[PROBLEM DETAILS]
Collect every line in the listing below that contains the string "wall" and copy each one in full. Case counts when matching.

[INPUT]
****

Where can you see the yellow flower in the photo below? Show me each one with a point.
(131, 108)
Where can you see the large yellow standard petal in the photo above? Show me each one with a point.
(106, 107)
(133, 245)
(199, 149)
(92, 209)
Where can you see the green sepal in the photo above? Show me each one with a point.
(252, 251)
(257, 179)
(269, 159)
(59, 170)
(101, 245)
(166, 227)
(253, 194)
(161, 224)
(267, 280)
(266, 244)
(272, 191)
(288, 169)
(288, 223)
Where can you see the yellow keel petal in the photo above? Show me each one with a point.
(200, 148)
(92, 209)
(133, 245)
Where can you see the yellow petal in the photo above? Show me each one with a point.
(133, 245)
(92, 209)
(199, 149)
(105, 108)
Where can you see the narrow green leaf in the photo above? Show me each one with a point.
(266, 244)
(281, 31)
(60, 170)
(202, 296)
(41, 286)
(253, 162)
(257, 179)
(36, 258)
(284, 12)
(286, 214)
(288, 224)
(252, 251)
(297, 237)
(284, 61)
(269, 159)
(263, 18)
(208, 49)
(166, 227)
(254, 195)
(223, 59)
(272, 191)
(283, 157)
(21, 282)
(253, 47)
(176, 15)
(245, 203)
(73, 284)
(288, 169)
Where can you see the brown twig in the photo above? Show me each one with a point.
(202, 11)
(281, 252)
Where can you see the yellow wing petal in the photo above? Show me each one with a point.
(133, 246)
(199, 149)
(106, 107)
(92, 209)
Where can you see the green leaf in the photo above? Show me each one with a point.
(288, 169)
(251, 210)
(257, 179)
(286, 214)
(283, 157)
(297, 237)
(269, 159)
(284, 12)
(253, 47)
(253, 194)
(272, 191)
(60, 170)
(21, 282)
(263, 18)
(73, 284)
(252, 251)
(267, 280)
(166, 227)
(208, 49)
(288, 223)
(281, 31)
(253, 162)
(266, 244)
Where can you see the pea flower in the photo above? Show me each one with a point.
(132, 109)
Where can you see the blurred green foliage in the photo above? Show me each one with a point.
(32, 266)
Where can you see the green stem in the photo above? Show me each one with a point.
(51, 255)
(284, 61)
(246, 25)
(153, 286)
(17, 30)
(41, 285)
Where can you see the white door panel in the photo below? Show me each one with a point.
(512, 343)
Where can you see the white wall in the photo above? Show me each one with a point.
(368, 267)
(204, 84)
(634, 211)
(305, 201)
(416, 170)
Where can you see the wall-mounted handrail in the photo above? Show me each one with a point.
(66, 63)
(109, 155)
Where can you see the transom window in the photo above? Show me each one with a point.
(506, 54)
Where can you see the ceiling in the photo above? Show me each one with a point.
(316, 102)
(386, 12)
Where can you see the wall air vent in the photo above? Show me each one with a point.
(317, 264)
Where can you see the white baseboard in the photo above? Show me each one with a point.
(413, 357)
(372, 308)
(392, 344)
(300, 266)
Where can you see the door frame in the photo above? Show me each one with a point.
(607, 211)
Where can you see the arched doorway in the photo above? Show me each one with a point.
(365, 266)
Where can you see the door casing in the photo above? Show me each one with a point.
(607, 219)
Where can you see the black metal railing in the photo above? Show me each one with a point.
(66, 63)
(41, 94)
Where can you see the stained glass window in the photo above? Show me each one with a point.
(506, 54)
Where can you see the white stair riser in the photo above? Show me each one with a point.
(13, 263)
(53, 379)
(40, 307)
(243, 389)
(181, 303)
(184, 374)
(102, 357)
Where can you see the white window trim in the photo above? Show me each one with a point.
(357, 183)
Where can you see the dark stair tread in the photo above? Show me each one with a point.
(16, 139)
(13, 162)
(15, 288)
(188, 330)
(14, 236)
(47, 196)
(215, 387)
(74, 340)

****

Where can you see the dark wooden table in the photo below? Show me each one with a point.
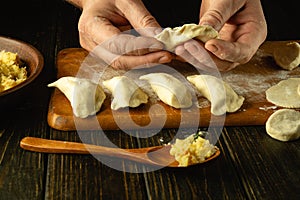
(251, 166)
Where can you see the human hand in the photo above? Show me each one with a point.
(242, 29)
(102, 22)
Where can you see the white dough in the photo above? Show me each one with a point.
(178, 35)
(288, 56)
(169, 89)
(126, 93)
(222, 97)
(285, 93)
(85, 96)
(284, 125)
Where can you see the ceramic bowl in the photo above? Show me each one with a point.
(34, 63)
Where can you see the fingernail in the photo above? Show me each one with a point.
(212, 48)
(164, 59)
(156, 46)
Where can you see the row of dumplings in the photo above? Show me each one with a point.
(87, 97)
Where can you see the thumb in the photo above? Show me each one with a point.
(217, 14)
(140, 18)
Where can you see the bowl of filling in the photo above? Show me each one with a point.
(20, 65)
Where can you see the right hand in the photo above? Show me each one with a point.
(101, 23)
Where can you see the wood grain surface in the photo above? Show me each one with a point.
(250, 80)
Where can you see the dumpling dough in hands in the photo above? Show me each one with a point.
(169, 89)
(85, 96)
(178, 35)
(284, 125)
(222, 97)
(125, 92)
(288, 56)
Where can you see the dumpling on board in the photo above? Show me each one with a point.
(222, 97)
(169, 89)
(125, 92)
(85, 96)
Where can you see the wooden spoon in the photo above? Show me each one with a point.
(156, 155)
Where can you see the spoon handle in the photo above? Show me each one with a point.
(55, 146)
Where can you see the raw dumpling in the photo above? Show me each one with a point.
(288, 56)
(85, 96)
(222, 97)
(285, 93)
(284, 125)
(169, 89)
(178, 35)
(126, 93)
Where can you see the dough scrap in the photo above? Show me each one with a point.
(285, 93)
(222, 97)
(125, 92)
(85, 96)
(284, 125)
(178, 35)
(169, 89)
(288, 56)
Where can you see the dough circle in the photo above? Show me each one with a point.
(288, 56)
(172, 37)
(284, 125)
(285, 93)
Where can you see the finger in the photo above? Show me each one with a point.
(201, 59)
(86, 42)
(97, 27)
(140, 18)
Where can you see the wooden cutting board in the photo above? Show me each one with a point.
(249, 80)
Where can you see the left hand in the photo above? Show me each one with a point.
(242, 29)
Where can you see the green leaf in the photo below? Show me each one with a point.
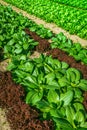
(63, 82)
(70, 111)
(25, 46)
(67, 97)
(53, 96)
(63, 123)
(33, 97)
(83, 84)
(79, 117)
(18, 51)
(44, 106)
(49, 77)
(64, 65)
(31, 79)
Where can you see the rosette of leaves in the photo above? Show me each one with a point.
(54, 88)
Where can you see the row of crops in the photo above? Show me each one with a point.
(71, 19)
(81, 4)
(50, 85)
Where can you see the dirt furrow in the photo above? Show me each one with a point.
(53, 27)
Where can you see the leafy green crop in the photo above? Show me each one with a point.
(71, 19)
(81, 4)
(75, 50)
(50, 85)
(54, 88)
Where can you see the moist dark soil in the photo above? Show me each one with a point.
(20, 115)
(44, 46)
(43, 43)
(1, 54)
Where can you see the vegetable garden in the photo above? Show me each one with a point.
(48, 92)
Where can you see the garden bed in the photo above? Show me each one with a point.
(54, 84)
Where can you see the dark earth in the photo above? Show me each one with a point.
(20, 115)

****

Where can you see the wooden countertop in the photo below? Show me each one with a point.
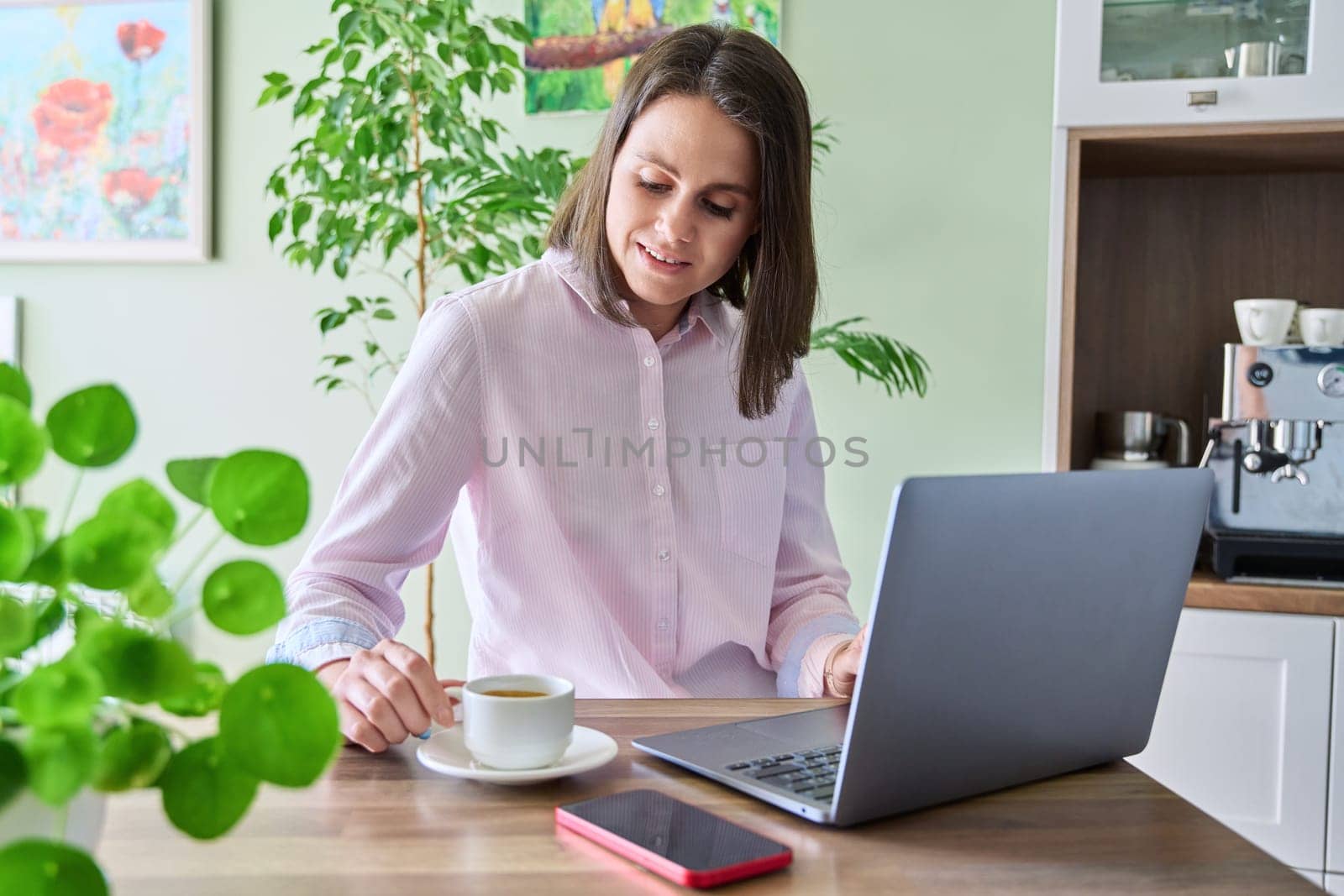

****

[WRITTEN ANSWER]
Where can you see the white wall in the photo above? Show me each one with a point.
Where can you see the wall-mounted handrail in the photo above? Show me each one with a point.
Where can you see the wall air vent in the photo above? Show me each one with a point.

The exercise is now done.